**INSTRUCTIONS FOR THE TASK:** Reproduce the listing below with "point" substituted for every occurrence of "marker", leaving all other text unchanged.

**Excerpts from a point labeling dataset:**
------------------------

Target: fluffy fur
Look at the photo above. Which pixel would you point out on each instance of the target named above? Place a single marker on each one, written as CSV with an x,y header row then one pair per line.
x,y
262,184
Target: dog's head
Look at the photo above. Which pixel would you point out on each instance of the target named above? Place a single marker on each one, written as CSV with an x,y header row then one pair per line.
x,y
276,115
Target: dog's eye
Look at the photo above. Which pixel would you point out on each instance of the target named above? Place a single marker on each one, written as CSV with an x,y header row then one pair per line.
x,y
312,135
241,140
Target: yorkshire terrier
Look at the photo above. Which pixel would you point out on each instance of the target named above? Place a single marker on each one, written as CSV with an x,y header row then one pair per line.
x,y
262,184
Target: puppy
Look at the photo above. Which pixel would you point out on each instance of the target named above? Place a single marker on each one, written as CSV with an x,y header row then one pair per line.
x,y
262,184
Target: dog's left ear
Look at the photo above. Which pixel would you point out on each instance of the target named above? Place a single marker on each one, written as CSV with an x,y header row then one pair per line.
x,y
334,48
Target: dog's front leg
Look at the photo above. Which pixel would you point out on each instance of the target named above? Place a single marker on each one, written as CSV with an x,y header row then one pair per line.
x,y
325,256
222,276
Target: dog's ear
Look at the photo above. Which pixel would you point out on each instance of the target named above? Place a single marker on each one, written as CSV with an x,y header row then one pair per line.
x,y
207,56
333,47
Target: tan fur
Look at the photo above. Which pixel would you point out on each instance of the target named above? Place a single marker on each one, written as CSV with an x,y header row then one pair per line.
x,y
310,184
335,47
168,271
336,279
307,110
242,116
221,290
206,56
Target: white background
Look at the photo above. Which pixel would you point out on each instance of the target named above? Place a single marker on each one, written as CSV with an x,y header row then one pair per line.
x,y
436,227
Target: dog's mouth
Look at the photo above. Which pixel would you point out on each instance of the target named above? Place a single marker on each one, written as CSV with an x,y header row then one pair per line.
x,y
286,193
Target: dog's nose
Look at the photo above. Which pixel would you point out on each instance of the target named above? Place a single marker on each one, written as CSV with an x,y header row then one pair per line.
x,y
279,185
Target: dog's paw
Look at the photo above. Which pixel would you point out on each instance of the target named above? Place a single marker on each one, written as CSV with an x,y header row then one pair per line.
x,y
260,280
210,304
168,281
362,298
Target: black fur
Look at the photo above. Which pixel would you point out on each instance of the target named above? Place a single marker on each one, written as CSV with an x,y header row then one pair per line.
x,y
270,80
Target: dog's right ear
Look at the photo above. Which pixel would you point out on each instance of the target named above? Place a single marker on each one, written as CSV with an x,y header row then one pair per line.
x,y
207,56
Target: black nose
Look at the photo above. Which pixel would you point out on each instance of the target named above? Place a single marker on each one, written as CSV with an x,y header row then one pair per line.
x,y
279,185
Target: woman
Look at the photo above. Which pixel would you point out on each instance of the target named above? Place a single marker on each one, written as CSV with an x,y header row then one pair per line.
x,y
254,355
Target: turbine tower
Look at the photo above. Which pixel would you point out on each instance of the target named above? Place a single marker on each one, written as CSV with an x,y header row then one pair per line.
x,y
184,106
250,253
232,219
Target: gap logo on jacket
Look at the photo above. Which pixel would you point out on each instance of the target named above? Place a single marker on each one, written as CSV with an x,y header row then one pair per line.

------------------------

**OUTPUT FOR THIS EXERCISE:**
Target: fluffy fur
Look at the photo above. Which pixel would you point out on each instance of the target named above? Place a single point on each one, written as CSV with an x,y header row then one pair per line.
x,y
262,184
Target: dog's head
Look at the photo above. Which pixel would you point out on each instance of the target named above? Place a single point on each one, written as CSV with an x,y header row then one pair per line.
x,y
276,115
Target: dog's eye
Look at the photo above. Which pixel would you point out on each instance of the target named above? Place a single point on each one, written as CSV with an x,y header row then one pair per line.
x,y
312,135
241,140
Target: yorkshire terrier
Look at the photo above. Which pixel would you point out on each instance of the target named above? Place a single point on each one, written as CSV with an x,y header row then one pair per line.
x,y
262,184
Target: puppy
Look at the photo above. Which pixel would you point out on each instance of the target named above? Place a single point on each one, written as CSV with an x,y header row then one pair per line.
x,y
262,184
Target: dog's left ear
Look at the photo above. Which pixel would you point out on each instance of the target named above? Place a single point on each one, written as CSV with an x,y header row then one pair per line.
x,y
334,48
Target: dog's front leg
Look at the photo above. Which pixel would you point out on each instance of the target named above? Place a single point on each one, written as CSV with an x,y header row then one pair per line.
x,y
325,256
222,276
Target: dog's ear
Look at the photo above. Which pixel would you point out on each instance of the target named above? Place a single point on each one, written as CSV with an x,y header row then one pair per line.
x,y
207,56
333,47
Target: tan fur
Look at the photo above. Which pixel would you point out on each instance of the target named above? Place a single point on each one, written as CSV with an x,y header row then one pair per line.
x,y
310,184
335,47
168,271
336,279
307,110
242,116
221,290
206,56
Target: white background
Look at the photo above. Which pixel would you point out on each instance of the target named above? Place a single point on each one, written as CSV with an x,y header row then one pair per line.
x,y
436,227
Target: dog's mouth
Look at the photo above. Which pixel would you point out on each instance of the target named above? Place a single point on each one, written as CSV with an x,y header row then one pair per line.
x,y
286,193
Target: dog's nose
Look at the photo above. Which pixel would you point out on each instance of the target named above? Place a single point on each one, written as CSV with an x,y header row then one pair per line.
x,y
279,185
Target: dog's paw
Look at the photo above. Which pixel would you point out on each instance of the target named above? Place a single point on each one, written as CSV with an x,y header row then one pair per line.
x,y
260,280
210,304
168,281
362,298
Target: black fur
Look at the photo above. Which pixel would you point out on each instance of the target named above? Place a single point on each one, written as CSV with an x,y header row then one pair per line.
x,y
270,80
Target: dog's right ear
Look at the photo above. Which pixel would you point out on each instance of the target named above? Place a single point on each one, written as CSV with an x,y header row then one pair per line.
x,y
207,56
Target: black nose
Look at the photo above. Which pixel would you point out on each instance of the target named above? Place a single point on each one, written as CSV with an x,y header row then one pair per line.
x,y
279,185
Target: woman
Look at the photo above. Which pixel would you point out on each instance of the target named above? Place a single point on each one, written as CSV with an x,y header row then one pair per line.
x,y
254,355
Target: turbine tower
Look at the photo above. Which pixel would you point out on each instance of the target named above? Place a single point on each one, written as CSV with an x,y header row then one pair per line.
x,y
184,106
250,253
232,219
Target: gap logo on jacket
Look at the photo above. Which pixel would you point out on each instance of the target named above? Place a single point on each one, written as CSV with an x,y header row then one pair per line.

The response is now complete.